Written request
Below are records; transcribe only the line with "In this photo, where can the green grass pitch" and those after it, through the last line, without any change.

Working data
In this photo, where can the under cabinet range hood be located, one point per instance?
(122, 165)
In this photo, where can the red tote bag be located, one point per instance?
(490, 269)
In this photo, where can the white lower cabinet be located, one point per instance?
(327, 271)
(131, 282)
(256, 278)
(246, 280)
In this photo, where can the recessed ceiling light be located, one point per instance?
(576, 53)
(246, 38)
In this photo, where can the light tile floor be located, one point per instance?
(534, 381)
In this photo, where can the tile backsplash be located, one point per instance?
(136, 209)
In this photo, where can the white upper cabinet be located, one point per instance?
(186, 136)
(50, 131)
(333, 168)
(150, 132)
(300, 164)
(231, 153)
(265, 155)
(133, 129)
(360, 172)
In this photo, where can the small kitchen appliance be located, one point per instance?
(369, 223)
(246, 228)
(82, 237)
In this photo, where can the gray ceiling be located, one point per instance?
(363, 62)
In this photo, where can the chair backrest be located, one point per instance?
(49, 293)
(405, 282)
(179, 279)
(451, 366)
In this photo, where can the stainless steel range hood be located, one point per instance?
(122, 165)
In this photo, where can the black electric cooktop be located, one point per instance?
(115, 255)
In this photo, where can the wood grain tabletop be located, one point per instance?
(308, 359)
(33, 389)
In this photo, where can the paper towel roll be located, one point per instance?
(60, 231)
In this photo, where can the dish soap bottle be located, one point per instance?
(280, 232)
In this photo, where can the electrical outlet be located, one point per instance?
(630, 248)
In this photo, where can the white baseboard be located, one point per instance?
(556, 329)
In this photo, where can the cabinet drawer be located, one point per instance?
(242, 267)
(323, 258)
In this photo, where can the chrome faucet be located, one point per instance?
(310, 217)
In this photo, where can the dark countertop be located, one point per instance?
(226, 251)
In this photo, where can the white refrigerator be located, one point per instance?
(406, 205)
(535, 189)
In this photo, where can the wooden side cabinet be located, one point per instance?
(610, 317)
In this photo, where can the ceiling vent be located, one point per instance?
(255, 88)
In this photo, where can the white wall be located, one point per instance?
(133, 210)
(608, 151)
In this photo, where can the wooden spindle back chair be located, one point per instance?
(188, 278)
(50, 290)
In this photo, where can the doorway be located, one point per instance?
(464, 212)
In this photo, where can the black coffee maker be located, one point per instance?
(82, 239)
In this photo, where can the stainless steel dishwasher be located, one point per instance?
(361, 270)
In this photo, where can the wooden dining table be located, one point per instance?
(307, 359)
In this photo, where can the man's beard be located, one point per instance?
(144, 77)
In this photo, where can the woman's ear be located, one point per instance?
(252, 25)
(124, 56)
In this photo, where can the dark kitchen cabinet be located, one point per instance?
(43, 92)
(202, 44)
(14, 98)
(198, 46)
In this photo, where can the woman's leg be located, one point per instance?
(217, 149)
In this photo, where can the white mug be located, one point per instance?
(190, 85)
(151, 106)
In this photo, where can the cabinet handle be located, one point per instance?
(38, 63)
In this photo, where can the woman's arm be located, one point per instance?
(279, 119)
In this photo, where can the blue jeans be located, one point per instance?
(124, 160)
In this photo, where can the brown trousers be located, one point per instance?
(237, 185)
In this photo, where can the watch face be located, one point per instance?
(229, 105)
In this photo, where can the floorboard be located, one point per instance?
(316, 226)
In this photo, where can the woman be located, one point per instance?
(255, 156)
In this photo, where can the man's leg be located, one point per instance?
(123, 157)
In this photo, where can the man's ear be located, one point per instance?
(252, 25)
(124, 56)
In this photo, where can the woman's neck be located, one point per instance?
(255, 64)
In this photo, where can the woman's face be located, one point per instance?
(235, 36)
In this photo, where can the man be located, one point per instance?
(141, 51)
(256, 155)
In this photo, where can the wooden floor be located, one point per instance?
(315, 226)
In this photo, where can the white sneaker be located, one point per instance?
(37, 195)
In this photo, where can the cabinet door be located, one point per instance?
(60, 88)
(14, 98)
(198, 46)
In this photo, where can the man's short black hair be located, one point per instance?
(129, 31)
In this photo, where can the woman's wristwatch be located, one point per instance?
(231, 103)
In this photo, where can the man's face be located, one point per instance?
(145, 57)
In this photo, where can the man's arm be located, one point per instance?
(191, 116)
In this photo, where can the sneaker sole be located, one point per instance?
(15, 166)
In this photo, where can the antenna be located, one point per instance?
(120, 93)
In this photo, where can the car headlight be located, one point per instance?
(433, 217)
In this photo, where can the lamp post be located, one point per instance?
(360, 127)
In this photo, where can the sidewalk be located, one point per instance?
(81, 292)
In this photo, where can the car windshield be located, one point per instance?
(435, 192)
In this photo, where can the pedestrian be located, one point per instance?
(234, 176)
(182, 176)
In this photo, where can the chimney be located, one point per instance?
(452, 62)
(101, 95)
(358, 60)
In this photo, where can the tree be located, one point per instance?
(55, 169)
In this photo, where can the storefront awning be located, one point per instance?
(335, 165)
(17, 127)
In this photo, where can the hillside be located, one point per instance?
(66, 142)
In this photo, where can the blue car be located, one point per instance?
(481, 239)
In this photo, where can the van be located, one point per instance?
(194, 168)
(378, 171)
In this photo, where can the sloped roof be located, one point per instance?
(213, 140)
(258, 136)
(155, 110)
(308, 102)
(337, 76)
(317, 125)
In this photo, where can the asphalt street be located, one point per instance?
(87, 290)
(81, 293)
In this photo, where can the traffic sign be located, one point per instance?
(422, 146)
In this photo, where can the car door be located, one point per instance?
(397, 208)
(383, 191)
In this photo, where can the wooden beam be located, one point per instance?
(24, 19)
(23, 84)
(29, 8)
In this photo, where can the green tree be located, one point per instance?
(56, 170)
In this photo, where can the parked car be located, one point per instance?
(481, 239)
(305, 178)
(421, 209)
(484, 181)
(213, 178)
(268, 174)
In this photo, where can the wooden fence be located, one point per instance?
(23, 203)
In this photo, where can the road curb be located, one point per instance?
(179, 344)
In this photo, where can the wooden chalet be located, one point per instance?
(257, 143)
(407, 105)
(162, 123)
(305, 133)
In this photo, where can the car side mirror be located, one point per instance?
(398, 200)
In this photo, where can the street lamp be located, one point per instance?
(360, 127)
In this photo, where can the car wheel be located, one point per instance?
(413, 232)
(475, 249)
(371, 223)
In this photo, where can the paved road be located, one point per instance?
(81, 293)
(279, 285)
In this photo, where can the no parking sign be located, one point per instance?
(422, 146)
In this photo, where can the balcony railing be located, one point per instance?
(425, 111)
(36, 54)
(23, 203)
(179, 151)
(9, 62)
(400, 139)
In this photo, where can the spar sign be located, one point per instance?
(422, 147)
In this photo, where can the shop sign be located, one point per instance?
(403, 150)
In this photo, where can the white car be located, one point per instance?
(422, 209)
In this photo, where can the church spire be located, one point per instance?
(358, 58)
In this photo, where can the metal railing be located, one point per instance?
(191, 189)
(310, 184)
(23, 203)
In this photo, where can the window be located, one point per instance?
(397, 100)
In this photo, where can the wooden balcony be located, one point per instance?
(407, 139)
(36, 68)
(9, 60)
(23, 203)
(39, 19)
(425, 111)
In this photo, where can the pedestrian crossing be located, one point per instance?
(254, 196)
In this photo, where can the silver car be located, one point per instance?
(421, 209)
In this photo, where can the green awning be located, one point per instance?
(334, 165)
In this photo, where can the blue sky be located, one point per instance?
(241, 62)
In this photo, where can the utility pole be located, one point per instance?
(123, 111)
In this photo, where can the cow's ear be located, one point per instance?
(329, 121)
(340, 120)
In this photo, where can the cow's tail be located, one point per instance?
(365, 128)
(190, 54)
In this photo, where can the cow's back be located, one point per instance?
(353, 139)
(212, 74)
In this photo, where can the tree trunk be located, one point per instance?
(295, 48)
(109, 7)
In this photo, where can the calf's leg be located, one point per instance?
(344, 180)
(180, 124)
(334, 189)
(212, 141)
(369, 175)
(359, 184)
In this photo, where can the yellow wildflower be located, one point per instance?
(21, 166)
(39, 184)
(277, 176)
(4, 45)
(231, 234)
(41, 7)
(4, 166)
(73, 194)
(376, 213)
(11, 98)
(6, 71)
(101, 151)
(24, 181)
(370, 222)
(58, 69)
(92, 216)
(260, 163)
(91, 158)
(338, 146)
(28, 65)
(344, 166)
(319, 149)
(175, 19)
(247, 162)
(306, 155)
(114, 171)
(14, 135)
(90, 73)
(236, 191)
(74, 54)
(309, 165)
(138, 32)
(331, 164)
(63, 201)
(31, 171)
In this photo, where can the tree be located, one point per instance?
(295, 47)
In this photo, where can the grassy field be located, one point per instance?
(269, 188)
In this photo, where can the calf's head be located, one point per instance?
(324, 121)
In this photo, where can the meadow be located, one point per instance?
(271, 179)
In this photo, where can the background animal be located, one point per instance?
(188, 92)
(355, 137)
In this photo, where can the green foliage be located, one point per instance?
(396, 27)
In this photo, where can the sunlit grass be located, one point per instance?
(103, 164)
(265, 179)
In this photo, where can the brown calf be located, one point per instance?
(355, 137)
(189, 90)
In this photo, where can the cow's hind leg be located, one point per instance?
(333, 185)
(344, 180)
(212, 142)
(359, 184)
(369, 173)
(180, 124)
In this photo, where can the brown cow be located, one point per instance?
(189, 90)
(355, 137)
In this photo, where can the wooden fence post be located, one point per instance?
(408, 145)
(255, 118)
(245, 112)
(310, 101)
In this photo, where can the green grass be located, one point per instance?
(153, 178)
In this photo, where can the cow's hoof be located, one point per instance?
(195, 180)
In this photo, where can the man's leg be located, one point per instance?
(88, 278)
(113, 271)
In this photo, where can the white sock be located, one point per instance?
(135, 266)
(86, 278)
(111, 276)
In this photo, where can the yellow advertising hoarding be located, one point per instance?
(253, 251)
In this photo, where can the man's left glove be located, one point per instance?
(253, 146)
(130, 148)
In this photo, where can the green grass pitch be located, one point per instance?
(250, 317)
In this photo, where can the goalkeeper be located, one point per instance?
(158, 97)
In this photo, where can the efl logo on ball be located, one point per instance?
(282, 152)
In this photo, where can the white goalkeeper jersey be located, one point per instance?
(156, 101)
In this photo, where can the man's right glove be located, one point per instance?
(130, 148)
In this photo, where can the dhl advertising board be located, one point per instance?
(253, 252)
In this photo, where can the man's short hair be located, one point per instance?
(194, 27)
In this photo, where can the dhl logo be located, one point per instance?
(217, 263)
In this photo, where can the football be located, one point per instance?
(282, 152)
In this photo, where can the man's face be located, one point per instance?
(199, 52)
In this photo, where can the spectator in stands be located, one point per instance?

Final result
In this photo, where can the green grass pitch be located, one point per instance?
(250, 317)
In this photo, where can the goalkeeper be located, one point per instance?
(158, 97)
In this photo, where can the efl logo on ball be located, one point per instance?
(282, 152)
In this photo, where can the white goalkeeper jersey be located, one point per instance?
(156, 101)
In this photo, where can the man's right glove be located, one point per instance?
(130, 148)
In this photo, where can the dhl advertising board be located, one point per instance?
(253, 252)
In this photo, where can the man's short hair be located, one point per instance?
(194, 27)
In this photo, where can the dhl logo be located, one point per instance?
(217, 263)
In this photo, where can the football be located, one point per instance?
(282, 152)
In this photo, where can the man's face be located, one point per instance?
(199, 52)
In this photo, where can the spectator in stands be located, one point per instance?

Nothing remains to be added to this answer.